(Natural-language object grounding data)
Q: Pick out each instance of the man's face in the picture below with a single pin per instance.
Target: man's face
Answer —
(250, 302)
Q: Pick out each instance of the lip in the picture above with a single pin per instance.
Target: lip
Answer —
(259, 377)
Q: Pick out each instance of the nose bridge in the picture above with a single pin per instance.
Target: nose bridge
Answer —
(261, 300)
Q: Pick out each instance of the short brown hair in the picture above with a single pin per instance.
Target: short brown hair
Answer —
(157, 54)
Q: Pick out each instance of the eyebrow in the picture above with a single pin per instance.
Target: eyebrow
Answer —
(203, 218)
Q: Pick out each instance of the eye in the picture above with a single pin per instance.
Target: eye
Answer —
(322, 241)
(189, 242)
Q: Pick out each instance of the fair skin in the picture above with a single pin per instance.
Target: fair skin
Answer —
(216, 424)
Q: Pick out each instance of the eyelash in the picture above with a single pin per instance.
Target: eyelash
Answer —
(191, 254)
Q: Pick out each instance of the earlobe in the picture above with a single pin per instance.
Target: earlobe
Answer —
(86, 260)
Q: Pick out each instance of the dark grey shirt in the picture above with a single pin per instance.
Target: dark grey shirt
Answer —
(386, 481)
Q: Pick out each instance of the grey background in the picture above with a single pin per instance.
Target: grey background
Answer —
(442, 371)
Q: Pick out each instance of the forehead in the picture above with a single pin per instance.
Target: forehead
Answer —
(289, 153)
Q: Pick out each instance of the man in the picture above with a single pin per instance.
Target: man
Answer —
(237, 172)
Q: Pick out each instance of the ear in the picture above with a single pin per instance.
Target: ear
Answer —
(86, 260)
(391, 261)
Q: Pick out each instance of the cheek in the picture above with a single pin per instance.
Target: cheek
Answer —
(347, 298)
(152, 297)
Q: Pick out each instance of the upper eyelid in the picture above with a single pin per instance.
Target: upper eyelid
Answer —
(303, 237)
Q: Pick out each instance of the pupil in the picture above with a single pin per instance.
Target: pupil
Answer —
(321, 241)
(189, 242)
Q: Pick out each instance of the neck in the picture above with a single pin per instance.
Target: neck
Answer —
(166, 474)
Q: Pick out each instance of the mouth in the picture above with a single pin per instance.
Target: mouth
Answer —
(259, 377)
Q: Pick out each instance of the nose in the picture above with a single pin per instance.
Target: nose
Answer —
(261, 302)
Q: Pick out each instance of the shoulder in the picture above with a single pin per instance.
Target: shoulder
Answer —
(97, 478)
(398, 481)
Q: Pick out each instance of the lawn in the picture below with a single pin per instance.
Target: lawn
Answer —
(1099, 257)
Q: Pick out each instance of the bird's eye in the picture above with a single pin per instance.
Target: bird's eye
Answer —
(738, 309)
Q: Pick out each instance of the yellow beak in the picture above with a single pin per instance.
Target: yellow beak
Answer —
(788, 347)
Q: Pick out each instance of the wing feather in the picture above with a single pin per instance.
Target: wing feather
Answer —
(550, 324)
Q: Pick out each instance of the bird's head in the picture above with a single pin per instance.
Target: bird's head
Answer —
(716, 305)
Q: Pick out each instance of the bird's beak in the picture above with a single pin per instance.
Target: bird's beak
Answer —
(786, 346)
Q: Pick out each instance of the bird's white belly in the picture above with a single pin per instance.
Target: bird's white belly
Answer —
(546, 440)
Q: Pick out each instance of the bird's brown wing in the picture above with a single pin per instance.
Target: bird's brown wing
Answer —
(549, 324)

→ **Problem requirements**: List each line of the entries that holds the string "nose".

→ **Solution to this exercise**:
Q: Pick out each instance of the nose bridge in the picture above with a single pin per instance.
Target: nose bridge
Q: Pick out each instance of the nose in the picture above with a single pin per instance.
Target: nose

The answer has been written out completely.